### What you should do
The whole of the data is to be duplicated precisely.

(Records from a data collection)

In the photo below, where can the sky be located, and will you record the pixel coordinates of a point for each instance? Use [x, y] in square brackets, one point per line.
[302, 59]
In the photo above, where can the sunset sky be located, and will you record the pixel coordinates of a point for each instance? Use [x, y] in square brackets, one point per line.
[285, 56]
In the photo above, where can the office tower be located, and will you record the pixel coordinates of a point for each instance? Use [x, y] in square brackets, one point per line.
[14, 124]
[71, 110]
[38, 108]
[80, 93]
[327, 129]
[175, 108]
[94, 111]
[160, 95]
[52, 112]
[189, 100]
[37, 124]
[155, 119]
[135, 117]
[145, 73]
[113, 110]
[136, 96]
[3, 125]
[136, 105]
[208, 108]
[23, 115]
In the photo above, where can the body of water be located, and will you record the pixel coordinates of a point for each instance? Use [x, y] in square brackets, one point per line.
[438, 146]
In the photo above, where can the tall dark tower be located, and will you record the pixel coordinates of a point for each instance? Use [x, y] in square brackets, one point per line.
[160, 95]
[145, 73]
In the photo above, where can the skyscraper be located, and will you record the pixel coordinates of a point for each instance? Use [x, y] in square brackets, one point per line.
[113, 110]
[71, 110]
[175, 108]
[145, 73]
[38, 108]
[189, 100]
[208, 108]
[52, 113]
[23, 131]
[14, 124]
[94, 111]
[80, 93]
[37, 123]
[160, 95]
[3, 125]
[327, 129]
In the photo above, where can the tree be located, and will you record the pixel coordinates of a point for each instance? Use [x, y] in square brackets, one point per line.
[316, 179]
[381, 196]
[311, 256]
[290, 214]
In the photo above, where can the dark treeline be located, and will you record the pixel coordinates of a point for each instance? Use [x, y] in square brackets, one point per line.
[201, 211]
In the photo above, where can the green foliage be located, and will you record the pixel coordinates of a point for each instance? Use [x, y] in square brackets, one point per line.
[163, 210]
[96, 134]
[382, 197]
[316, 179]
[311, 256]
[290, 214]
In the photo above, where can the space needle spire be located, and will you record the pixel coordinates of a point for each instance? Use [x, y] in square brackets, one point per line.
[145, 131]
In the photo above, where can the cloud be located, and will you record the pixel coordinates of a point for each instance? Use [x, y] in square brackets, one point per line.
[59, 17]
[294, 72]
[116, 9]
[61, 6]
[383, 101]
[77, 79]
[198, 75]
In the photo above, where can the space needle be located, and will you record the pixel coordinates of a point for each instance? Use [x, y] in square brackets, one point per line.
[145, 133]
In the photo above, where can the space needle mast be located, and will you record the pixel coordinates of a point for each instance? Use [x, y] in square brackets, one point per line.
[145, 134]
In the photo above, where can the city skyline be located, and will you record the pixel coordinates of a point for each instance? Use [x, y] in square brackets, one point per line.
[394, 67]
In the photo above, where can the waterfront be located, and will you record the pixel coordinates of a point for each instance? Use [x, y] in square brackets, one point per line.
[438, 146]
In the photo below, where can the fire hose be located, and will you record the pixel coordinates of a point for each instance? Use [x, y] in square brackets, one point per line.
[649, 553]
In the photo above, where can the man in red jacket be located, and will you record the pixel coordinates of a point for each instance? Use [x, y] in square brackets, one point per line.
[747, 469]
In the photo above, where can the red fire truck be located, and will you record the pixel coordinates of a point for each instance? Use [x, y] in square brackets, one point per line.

### Result
In the photo below, where can the sky be located, and will you record the pixel coordinates of a point for each instance? Use [x, y] in square brackets, one point per line.
[302, 59]
In the photo above, where can the sunset sky be located, and will you record the pixel coordinates of a point for each instance? Use [x, y] in square brackets, one point per line.
[285, 56]
In the photo above, where can the office tower be located, and will you record the pixel coordinates of a point for each instance? Use [x, y] in square brackets, one point per line.
[14, 124]
[71, 110]
[38, 108]
[80, 93]
[327, 129]
[175, 108]
[94, 111]
[160, 95]
[52, 112]
[189, 100]
[37, 124]
[155, 119]
[135, 117]
[145, 73]
[113, 110]
[136, 96]
[3, 125]
[136, 105]
[208, 108]
[23, 115]
In the photo above, where can the body of water be located, and will you record the pixel coordinates of a point for each instance? Use [x, y] in square brackets, one point per line.
[438, 146]
In the photo above, where can the tall dark tower be located, and will you record the pixel coordinates of a point for each instance? Use [x, y] in square brackets, one point per line.
[160, 95]
[145, 73]
In the photo above, where can the skyscraper be located, and will you record the pixel coordinates of a point for each instance? Use [x, y] in square brackets, one point per line.
[113, 110]
[71, 110]
[175, 108]
[145, 73]
[38, 108]
[189, 100]
[208, 108]
[52, 113]
[23, 131]
[14, 124]
[94, 111]
[80, 93]
[37, 123]
[160, 95]
[3, 125]
[327, 129]
In the photo above, where can the tree be located, and will you record the pixel coordinates of a point for each instance? Use [x, y] in square brackets, one point per line.
[316, 179]
[381, 196]
[311, 256]
[290, 214]
In the photo above, where can the dark treeline be located, and will you record the pixel coordinates of a point for each instance? Use [x, y] in square brackets, one point per line.
[201, 211]
In the photo above, where can the green foliage be located, and will you record the pixel coordinates of a point for each instance? Use [x, y] in square brackets, one point per line.
[163, 210]
[96, 134]
[382, 197]
[316, 179]
[311, 256]
[290, 214]
In the photo above, where can the space needle spire be located, and will you record the pixel coordinates of a point for each instance? Use [x, y] in square brackets, one point per line.
[145, 131]
In the photo above, where can the cloud be located, and will you record the pixel coordinates of a point for each instance? Use [x, y] in square brackets, one point per line.
[59, 17]
[294, 72]
[116, 9]
[61, 6]
[383, 101]
[77, 79]
[198, 75]
In the photo above, where can the space needle be located, and will you record the pixel coordinates of a point for each instance? Use [x, y] in square brackets, one point per line.
[145, 133]
In the photo above, where can the space needle mast be located, and will you record the pixel coordinates of a point for each instance? Use [x, y] in square brackets, one point per line.
[145, 134]
In the photo above, where can the city skyline be located, and will you record the pixel coordinates of a point for each instance? Use [x, y] in square brackets, one point per line.
[394, 67]
In the photo above, where can the waterfront be located, and will you record the pixel coordinates of a point for each instance? Use [x, y] in square brackets, one point per line.
[438, 146]
In the photo below, where can the fire hose be located, and will you record the pixel coordinates of a point for each instance? Use [x, y] in square brackets, one point per line.
[649, 553]
In the photo above, where can the man in red jacket be located, and will you record the pixel coordinates of a point for each instance? Use [x, y] in square brackets, one point per line.
[747, 469]
In the photo above, where can the red fire truck be located, and will you record the pixel coordinates of a point for each instance? Use [x, y] in square brackets, one point per line.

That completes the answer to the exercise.